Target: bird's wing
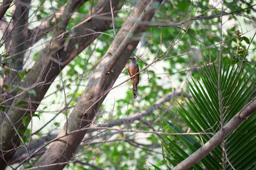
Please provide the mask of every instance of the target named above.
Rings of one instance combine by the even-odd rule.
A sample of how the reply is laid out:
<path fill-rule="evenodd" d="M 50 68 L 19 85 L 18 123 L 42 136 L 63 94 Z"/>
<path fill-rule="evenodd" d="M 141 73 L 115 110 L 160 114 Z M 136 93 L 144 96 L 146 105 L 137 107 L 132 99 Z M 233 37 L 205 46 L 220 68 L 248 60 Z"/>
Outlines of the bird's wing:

- **PROBLEM TO WORK ON**: Reproduce these rows with every occurrence of "instance" replaced by "occurrence", leaving everything else unchanged and omitting the pictures.

- **RESPONSE TO THIS EXERCISE**:
Target: bird's wing
Please provide the mask of every occurrence of the target named above.
Rings of one occurrence combine by the even-odd rule.
A sample of how the reply is laid out:
<path fill-rule="evenodd" d="M 50 68 L 19 85 L 18 123 L 42 136 L 63 94 Z"/>
<path fill-rule="evenodd" d="M 141 73 L 115 110 L 160 114 Z M 136 93 L 144 96 L 146 105 L 137 107 L 132 99 Z M 233 37 L 205 46 L 220 68 L 248 60 Z"/>
Outlines of the bird's wing:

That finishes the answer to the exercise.